Report every line of the rows below that contains the word "green", copying each line in full.

Object pointing rows:
§ §

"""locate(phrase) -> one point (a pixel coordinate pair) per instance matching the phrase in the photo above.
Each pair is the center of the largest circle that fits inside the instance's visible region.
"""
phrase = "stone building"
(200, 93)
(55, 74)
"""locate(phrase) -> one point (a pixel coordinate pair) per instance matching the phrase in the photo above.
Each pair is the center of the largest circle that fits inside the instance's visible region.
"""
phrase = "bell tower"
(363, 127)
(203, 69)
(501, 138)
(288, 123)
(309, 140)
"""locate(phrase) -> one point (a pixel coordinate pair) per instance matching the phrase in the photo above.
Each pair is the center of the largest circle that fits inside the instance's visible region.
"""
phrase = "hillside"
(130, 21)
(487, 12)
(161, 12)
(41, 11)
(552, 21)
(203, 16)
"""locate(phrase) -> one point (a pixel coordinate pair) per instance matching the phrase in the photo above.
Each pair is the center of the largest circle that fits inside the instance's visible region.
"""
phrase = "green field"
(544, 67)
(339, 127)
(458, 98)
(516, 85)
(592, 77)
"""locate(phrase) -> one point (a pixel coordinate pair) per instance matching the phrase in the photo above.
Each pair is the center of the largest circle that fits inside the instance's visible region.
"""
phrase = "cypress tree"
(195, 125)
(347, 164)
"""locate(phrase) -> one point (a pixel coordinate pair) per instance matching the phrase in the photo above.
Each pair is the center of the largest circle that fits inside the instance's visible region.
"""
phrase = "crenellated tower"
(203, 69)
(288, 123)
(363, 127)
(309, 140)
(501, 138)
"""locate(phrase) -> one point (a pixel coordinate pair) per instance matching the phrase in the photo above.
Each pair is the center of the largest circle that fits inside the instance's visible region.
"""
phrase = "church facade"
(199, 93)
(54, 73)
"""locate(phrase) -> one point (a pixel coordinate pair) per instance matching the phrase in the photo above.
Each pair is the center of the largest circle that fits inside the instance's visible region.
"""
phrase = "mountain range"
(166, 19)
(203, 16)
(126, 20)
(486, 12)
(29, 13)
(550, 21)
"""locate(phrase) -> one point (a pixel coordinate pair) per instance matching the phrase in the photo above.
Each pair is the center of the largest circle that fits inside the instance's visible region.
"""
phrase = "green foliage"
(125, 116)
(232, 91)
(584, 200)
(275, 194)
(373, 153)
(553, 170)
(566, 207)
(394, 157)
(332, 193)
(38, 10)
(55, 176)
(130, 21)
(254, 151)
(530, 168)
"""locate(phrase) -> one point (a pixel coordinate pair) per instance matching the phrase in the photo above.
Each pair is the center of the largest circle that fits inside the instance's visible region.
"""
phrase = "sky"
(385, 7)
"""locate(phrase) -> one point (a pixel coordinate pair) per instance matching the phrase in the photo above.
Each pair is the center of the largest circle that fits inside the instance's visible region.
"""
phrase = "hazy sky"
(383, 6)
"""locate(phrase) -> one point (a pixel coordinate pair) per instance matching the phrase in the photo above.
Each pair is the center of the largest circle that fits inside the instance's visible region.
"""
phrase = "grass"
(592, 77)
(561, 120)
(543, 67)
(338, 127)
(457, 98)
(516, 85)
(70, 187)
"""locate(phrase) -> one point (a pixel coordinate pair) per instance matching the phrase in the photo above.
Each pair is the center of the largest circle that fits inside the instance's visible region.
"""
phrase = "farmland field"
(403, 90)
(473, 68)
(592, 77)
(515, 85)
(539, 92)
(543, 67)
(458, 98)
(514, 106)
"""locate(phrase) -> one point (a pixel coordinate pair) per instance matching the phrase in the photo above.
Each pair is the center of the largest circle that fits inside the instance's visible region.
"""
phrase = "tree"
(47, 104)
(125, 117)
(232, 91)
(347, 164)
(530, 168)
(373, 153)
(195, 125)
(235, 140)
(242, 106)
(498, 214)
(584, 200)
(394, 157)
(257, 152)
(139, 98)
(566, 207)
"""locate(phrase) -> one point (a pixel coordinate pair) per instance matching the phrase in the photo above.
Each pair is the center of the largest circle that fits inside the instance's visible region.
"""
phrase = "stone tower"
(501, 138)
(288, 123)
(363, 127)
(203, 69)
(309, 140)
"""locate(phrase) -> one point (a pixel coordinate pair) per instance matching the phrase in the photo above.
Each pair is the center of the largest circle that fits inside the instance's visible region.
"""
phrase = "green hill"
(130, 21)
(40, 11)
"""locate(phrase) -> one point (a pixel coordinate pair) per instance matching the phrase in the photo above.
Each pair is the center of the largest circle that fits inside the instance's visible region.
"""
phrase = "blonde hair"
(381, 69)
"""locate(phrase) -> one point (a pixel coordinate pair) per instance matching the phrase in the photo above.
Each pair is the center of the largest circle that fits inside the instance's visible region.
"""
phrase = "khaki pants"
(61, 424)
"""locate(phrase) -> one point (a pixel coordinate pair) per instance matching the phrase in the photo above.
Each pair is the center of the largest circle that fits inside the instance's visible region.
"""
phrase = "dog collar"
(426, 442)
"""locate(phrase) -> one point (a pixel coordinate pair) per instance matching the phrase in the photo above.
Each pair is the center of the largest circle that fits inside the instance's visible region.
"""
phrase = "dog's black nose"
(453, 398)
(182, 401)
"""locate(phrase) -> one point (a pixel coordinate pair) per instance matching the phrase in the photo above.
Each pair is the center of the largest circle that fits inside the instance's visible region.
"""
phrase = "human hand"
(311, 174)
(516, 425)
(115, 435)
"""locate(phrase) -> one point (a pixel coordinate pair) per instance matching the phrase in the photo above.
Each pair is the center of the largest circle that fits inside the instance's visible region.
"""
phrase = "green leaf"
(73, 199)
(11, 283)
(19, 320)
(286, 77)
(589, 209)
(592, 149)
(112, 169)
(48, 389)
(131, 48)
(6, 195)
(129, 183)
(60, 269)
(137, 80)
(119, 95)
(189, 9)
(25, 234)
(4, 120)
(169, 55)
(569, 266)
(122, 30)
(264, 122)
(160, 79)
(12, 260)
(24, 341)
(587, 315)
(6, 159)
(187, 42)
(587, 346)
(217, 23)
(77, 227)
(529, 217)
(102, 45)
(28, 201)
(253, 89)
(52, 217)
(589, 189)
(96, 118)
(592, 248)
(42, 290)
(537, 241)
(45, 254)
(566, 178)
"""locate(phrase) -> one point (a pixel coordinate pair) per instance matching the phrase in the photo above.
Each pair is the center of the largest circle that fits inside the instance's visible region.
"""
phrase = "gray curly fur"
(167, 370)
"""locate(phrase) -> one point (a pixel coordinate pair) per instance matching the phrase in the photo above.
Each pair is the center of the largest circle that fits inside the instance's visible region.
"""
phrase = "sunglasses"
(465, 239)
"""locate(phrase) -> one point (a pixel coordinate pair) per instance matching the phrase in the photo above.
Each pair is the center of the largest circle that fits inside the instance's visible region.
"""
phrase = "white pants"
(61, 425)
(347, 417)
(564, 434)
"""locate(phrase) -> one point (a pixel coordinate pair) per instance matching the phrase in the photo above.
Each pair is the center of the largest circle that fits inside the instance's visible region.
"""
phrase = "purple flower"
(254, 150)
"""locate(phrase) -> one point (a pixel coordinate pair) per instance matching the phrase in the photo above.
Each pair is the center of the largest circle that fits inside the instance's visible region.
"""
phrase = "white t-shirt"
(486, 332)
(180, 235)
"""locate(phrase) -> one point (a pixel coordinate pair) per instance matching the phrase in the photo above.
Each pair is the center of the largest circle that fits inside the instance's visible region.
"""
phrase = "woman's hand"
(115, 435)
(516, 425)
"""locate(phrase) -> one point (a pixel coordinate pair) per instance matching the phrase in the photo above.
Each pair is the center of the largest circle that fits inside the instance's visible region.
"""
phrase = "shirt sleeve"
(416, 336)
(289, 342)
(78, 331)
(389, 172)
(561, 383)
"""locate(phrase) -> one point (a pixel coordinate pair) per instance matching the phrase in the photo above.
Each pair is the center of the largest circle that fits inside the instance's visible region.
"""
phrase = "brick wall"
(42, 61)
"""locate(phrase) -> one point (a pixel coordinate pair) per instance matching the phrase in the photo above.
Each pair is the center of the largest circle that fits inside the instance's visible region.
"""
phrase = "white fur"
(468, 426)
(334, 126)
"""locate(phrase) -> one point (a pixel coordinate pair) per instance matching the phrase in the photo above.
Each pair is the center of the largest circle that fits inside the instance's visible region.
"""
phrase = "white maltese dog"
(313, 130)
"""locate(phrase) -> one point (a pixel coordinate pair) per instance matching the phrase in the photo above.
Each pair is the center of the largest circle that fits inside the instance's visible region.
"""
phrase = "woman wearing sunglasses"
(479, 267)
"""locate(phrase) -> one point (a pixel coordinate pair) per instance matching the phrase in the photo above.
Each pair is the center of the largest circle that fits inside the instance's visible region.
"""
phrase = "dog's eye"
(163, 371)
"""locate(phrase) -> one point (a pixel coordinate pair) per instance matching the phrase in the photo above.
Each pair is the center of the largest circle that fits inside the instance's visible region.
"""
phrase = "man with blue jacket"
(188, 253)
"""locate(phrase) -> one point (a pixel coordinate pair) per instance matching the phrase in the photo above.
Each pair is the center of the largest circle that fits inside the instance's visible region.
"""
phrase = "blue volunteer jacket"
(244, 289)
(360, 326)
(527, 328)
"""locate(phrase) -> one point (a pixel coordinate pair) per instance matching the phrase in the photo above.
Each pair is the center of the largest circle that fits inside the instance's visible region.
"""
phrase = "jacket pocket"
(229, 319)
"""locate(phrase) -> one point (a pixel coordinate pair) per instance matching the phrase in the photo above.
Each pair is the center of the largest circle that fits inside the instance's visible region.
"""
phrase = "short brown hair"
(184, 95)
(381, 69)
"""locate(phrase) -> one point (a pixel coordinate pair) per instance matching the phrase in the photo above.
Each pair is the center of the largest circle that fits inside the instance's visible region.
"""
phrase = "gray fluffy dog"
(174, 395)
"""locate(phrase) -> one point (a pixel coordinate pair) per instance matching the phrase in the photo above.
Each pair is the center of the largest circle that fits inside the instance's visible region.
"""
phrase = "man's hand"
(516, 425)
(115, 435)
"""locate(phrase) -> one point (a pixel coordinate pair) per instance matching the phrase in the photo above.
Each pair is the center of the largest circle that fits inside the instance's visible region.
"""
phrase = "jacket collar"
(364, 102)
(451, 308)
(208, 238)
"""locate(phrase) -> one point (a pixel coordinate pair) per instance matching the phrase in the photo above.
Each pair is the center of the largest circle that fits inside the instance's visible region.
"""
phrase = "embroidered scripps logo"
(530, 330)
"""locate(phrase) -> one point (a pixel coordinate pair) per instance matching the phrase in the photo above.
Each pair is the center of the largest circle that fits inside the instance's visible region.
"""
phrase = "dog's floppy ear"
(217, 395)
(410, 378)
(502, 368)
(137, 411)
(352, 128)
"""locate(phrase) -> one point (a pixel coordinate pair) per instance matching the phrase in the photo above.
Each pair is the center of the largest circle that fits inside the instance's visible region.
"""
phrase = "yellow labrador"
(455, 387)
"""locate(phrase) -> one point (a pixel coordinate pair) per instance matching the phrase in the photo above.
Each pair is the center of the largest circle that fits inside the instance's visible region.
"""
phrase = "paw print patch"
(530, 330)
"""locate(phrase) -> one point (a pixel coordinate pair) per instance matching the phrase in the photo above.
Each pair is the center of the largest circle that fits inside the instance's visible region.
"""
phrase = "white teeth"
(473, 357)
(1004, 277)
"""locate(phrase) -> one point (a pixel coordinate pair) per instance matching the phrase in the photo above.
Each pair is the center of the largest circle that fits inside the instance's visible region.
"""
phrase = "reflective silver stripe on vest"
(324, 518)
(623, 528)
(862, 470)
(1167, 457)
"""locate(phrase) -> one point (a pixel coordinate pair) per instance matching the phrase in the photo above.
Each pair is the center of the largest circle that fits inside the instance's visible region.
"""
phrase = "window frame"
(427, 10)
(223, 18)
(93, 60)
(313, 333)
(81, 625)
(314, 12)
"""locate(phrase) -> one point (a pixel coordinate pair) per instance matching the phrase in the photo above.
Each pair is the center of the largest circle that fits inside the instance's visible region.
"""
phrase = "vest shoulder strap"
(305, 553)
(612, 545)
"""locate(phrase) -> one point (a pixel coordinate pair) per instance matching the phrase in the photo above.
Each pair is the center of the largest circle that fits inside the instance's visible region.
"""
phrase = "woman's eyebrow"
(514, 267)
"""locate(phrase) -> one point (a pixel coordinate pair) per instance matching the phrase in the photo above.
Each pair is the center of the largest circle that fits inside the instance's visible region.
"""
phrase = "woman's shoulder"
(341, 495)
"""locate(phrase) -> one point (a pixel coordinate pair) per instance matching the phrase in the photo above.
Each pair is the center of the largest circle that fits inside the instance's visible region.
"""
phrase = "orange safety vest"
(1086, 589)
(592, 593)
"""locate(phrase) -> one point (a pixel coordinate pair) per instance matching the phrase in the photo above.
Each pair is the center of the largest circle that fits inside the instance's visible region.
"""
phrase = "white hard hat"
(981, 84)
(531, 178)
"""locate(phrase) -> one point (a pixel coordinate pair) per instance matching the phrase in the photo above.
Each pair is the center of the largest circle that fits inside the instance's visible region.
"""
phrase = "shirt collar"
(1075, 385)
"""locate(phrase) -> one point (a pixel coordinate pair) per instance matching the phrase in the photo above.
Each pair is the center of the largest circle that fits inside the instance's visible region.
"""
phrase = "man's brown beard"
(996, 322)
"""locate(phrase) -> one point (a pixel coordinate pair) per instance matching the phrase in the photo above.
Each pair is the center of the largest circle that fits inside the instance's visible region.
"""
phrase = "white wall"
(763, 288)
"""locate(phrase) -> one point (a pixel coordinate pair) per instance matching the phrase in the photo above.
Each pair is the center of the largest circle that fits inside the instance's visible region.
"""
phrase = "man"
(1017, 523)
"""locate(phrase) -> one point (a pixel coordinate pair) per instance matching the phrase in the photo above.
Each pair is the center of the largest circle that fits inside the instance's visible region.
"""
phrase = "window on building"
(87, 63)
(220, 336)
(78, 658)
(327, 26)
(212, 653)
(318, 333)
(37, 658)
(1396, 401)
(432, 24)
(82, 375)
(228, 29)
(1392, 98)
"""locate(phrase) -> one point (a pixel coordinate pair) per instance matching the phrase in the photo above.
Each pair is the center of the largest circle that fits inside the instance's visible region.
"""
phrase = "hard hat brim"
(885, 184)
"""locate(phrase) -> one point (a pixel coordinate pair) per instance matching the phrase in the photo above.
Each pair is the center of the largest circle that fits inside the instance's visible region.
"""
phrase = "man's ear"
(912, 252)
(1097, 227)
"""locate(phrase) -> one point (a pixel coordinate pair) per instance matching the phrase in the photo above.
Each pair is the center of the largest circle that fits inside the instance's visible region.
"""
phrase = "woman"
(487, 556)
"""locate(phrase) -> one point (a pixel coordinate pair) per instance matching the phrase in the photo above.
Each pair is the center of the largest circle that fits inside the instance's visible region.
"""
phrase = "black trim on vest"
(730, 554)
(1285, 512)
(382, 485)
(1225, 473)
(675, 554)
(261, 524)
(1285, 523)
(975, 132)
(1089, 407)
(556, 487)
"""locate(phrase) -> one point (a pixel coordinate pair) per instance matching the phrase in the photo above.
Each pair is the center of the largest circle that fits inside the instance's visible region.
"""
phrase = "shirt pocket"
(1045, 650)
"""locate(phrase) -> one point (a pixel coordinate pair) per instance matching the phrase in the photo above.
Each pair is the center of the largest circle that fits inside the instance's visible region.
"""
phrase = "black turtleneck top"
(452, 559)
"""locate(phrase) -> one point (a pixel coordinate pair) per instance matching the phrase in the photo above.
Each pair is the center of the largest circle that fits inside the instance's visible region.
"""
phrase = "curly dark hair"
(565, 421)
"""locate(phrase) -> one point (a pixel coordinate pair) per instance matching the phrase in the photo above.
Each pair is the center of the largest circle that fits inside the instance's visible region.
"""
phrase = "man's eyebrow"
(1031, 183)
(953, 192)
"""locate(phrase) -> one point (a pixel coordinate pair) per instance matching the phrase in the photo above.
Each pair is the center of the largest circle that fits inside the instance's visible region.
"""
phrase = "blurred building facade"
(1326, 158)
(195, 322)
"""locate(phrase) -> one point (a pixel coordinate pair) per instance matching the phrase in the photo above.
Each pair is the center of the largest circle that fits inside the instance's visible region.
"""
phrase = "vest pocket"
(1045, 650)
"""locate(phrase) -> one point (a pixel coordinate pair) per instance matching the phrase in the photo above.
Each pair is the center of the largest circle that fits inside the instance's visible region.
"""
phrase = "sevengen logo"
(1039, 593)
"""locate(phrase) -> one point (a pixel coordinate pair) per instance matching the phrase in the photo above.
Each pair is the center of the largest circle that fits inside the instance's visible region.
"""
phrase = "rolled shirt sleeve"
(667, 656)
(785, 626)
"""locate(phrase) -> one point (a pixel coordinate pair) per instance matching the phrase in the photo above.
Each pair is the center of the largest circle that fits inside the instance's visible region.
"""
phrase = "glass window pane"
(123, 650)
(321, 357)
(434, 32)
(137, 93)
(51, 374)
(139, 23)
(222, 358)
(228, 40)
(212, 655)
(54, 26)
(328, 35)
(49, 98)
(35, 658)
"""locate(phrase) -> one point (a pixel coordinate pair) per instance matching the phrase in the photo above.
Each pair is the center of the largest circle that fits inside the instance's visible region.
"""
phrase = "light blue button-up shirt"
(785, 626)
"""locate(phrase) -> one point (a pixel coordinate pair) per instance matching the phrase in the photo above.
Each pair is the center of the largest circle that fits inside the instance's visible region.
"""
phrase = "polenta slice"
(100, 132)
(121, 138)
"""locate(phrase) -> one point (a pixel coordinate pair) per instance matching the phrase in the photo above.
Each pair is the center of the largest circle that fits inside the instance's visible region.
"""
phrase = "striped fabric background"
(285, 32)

§ §

ANSWER.
phrase = "green field"
phrase = "green foliage"
phrase = "green hill"
phrase = "green leaf"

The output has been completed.